● Problem
Copy these lines word for word, covering all the data below.

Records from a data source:
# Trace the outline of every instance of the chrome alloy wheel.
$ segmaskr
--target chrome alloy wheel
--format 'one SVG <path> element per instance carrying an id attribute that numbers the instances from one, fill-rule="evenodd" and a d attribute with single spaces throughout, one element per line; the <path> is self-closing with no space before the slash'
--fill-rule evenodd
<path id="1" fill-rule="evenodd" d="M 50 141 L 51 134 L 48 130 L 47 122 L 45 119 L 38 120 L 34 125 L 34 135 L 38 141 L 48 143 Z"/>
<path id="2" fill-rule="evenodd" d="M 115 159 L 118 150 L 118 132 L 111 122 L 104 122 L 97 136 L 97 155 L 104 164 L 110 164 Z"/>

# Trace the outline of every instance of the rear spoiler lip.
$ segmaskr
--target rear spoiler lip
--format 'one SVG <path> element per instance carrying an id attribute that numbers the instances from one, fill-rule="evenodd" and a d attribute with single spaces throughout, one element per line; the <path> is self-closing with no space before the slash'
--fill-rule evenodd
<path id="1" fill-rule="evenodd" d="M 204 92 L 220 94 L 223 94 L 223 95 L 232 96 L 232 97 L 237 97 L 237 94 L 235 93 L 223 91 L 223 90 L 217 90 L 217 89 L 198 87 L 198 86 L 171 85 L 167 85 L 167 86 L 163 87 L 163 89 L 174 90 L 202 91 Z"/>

● Solution to the problem
# Trace the outline of every instance of the chrome alloy wheel.
$ segmaskr
--target chrome alloy wheel
--format 'one SVG <path> element per instance carrying an id attribute that numbers the instances from one, fill-rule="evenodd" and a d attribute with single spaces throughout, one element per line; the <path> is self-closing with no space before the slash'
--fill-rule evenodd
<path id="1" fill-rule="evenodd" d="M 50 141 L 51 134 L 48 130 L 47 122 L 45 119 L 38 120 L 34 125 L 34 135 L 38 141 L 48 143 Z"/>
<path id="2" fill-rule="evenodd" d="M 115 159 L 118 150 L 118 132 L 111 122 L 104 122 L 97 136 L 97 155 L 104 164 L 110 164 Z"/>

# Trace the outline of every instance of the rear spoiler lip.
$ segmaskr
--target rear spoiler lip
--format 'one SVG <path> element per instance carrying an id attribute that numbers the instances from one, fill-rule="evenodd" and a d attribute with single spaces throughout, one element per line; the <path> is self-closing with no space before the slash'
--fill-rule evenodd
<path id="1" fill-rule="evenodd" d="M 204 92 L 220 94 L 223 94 L 223 95 L 232 96 L 232 97 L 237 97 L 237 94 L 235 93 L 223 91 L 223 90 L 217 90 L 217 89 L 198 87 L 198 86 L 171 85 L 167 85 L 167 86 L 163 87 L 163 89 L 174 90 L 202 91 Z"/>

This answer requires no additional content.